::: TEXTE CITÉ

À côté des fantômes, vampires et autres loups-garous, la goule peut sembler faire pâle figure. Pour autant, la créature est une des plus anciennes dont se soit emparée la littérature de fiction. Si les mythes tendent à faire remonter sa naissance à l’époque mésopotamienne, c’est au travers de la première traduction des Mille et Une Nuits que la créature mangeuse de chair s’est fait connaître dans la littérature occidentale. Jacques Finné, qui s’était déjà intéressé au sujet dans la triple anthologie Trois saigneurs de la nuit (parue chez Néo) propose ainsi avec Femmes de sang une anthologie qui retrace le devenir littéraire de la goule, depuis la première traduction de l’incontournable recueil de contes arabes jusqu’à une longue nouvelle de Gaston Compère. Et parachève le tout par une postface qui donne le ton à son essai sur le sujet, également paru chez Terre de Brume.
Très régulièrement amalgamée avec le vampire, la goule est une créature à part dans le panthéon des monstres de la littérature fantastique. Il s’agit d’une créature de chair et de sang qui se nourrit de chair, qu’elle puise la plupart du temps à même les cadavres. Si j’avais bien conscience de la différenciation entre goules et vampires, cette anthologie m’aura permis de prendre davantage conscience d’éléments qui parasitent son étude en tant qu’objet littéraire. Car si les textes des Mille et Une Nuits que réintègre ici Jacques Finné sont souvent intégrés aux anthologies littéraires sur le vampire, c’est en gommant toute possibilité pour ce nécrophage qu’est la goule de s’exprimer. D’autant que sa descendance littéraire, passé ses premiers rôles, subit le même traitement. Ainsi La Vampire bien connue de Hoffman dont le titre original est Hyènes, et qui s’avère elle aussi rattachée à cette figure fantastique plus qu’aux buveurs de sang qu’on connaît (ce que valide sans hésitation la description de la créature dans le dit texte).

::::::
::: DONNÉES FOURNIES

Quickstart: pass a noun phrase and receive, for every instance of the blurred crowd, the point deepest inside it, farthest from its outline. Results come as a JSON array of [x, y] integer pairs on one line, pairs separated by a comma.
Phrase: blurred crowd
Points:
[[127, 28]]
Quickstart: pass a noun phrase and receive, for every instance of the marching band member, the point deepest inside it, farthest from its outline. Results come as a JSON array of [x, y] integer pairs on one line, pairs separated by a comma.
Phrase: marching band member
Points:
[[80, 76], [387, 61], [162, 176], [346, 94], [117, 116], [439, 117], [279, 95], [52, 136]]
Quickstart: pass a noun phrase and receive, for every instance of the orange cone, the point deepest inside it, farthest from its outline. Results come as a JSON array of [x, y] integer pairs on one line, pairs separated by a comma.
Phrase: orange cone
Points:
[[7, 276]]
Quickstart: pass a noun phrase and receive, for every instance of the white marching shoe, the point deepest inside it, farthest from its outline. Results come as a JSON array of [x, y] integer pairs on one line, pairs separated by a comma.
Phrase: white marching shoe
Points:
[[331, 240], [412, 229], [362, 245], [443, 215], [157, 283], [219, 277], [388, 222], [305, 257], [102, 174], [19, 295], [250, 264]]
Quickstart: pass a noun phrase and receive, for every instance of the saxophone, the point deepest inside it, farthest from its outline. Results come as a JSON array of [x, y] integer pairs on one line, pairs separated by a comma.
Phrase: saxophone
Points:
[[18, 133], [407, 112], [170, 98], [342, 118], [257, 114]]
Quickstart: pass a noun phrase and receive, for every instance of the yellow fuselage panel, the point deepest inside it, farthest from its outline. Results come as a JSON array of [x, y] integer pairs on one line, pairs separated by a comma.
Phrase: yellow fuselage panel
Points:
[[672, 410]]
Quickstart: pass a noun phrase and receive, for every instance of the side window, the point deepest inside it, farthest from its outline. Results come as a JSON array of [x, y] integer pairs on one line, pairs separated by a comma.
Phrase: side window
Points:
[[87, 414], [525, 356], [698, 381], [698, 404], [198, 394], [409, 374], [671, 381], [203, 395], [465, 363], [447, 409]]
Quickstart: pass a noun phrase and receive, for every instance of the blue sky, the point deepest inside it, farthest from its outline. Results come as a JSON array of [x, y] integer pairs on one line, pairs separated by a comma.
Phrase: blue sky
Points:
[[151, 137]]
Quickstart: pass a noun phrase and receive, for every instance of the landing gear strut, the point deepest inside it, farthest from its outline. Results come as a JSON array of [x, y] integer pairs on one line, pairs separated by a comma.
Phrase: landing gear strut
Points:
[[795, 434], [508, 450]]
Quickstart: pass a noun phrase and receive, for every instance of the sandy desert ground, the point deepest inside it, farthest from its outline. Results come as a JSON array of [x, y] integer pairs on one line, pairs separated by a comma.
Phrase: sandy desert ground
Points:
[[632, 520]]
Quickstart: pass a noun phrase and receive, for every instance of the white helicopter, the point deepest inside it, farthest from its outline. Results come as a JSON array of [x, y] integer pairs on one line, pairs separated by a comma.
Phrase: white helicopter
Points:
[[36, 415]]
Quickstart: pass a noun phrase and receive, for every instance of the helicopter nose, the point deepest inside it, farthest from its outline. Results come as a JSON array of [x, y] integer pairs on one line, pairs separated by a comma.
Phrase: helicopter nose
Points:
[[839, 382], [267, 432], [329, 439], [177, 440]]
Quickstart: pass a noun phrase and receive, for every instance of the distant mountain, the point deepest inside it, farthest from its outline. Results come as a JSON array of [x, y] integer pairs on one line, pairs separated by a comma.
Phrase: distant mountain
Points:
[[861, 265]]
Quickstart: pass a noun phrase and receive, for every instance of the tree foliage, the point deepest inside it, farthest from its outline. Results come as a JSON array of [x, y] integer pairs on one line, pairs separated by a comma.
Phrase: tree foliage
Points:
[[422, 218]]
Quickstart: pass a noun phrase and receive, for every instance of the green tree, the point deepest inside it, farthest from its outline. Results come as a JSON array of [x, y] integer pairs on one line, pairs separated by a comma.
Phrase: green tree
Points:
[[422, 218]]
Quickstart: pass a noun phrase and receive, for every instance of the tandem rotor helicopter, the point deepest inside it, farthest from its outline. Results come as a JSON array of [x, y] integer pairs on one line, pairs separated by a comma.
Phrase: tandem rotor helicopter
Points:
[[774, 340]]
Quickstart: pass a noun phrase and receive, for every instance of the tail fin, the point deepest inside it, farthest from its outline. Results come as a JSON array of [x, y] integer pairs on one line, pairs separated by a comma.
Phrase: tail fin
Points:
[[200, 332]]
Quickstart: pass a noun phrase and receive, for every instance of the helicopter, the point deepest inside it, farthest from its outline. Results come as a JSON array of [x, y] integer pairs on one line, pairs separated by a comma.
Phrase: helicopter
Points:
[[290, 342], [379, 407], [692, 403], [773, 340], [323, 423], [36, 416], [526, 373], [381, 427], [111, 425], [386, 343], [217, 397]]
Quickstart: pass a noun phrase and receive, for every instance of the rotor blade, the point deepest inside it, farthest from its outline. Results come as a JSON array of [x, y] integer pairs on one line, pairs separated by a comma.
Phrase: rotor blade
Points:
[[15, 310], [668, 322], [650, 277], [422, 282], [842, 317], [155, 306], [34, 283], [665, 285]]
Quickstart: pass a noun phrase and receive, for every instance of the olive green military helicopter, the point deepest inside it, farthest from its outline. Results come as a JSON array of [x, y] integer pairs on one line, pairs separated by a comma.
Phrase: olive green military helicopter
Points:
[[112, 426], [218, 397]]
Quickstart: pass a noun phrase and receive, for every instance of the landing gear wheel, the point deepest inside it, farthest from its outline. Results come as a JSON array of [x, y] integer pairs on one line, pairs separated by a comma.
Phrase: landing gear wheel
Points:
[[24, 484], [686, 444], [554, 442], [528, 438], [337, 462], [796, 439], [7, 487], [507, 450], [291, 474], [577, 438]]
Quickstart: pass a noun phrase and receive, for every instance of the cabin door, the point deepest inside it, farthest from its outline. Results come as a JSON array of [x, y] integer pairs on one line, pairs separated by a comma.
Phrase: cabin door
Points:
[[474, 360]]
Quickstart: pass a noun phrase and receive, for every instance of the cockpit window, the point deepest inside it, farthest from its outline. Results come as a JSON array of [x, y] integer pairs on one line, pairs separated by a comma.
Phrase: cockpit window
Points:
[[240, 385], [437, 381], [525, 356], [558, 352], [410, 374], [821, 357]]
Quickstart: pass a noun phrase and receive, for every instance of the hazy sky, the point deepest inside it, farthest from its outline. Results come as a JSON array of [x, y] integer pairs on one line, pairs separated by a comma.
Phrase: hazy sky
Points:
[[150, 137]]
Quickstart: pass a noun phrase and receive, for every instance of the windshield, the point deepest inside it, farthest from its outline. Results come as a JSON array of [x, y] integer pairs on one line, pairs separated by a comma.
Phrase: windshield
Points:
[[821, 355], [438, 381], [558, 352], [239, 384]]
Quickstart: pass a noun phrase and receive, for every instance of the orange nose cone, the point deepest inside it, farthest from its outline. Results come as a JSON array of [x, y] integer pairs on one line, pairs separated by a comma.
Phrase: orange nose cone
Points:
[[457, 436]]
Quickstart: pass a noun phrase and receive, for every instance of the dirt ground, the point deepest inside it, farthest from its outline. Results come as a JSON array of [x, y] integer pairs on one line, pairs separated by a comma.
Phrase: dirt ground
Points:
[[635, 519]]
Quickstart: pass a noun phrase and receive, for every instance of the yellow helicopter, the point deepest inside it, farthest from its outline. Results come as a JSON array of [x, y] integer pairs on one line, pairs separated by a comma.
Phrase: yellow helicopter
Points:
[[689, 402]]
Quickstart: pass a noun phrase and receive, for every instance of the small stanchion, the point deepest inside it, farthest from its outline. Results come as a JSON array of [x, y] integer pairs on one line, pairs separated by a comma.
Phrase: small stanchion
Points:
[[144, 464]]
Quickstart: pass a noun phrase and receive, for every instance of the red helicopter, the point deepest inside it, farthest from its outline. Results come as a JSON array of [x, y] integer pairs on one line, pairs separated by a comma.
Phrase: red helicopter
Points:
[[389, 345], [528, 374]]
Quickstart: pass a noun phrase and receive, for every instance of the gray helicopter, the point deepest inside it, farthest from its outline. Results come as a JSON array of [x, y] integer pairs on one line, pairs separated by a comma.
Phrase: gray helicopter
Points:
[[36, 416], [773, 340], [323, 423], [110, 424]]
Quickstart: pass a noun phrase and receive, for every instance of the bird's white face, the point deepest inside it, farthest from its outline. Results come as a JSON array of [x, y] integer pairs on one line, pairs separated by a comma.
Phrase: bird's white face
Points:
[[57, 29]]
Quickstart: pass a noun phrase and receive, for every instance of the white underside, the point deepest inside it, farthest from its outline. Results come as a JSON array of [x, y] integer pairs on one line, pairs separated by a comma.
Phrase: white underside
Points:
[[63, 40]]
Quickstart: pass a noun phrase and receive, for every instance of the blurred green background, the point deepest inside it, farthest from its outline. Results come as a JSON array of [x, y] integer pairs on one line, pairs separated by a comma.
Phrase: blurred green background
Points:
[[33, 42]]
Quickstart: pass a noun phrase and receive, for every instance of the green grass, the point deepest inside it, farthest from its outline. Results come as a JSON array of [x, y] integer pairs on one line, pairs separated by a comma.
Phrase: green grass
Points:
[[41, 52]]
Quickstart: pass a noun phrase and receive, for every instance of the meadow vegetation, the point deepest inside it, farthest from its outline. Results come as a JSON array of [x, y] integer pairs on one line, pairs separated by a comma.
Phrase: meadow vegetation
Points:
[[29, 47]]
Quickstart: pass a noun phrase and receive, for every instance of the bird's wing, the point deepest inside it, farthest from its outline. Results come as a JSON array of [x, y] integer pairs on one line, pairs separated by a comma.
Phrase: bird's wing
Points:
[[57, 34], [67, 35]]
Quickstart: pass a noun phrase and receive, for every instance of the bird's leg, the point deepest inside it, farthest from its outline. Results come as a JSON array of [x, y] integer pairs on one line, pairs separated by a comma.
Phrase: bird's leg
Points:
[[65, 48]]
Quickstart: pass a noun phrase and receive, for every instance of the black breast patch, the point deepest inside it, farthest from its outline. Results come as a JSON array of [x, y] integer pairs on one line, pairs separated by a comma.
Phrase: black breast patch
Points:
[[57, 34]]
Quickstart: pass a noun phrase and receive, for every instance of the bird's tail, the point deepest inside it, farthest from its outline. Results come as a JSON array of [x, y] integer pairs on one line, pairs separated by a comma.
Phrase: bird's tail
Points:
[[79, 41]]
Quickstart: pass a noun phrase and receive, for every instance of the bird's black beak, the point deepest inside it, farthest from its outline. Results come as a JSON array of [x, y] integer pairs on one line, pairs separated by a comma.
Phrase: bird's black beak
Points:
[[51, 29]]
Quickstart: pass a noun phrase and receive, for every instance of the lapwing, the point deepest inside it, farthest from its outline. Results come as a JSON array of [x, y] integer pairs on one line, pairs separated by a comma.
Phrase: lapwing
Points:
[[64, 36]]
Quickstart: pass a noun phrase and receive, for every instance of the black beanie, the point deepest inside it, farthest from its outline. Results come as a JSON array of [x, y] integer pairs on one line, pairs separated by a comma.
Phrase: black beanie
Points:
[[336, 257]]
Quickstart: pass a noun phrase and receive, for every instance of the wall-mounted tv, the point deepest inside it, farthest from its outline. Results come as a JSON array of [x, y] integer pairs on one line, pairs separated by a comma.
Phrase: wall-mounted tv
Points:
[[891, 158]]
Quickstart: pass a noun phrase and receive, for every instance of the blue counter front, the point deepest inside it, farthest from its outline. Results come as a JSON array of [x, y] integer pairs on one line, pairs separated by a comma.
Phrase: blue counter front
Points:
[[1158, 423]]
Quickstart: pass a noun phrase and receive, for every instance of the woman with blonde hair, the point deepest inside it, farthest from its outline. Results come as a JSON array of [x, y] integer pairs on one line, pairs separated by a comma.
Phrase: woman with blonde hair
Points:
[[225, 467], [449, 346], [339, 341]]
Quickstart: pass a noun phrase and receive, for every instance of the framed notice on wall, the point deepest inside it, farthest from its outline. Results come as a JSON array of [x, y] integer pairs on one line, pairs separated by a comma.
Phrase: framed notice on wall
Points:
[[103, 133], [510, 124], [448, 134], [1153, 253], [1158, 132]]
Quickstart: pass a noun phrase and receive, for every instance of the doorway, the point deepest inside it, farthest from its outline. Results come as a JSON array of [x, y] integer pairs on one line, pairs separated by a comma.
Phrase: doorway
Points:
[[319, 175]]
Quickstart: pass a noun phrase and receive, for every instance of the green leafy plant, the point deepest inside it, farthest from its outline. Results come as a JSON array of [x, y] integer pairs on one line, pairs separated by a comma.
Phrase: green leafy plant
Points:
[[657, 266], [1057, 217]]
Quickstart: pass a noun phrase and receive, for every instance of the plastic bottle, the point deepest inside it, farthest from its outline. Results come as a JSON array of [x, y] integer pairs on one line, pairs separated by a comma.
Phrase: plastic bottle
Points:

::::::

▸ TÂCHE COURTE A
Répondez à ces questions sur le texte consacré à la goule :
(i) Grâce à quelle traduction la goule s'est-elle fait connaître dans la littérature occidentale ?
(ii) Quel est le titre original de La Vampire de Hoffman ?
(iii) De quoi la goule se nourrit-elle, et où le puise-t-elle la plupart du temps ?
▸ TÂCHE COURTE B
Résumez en deux phrases le texte consacré à la goule.

▸ RÉPONSE A
(i) Grâce à la première traduction des Mille et Une Nuits.
(ii) Hyènes.
(iii) Elle se nourrit de chair, qu'elle puise la plupart du temps à même les cadavres.

▸ RÉPONSE B
Avec Femmes de sang, Jacques Finné propose une anthologie qui retrace le devenir littéraire de la goule, depuis la première traduction des Mille et Une Nuits jusqu'à une longue nouvelle de Gaston Compère, et la complète par une postface. Souvent amalgamée avec le vampire, la goule est pourtant une créature à part, faite de chair et de sang et mangeuse de chair, et les anthologies sur le vampire qui reprennent ses textes gomment toute possibilité pour elle de s'exprimer.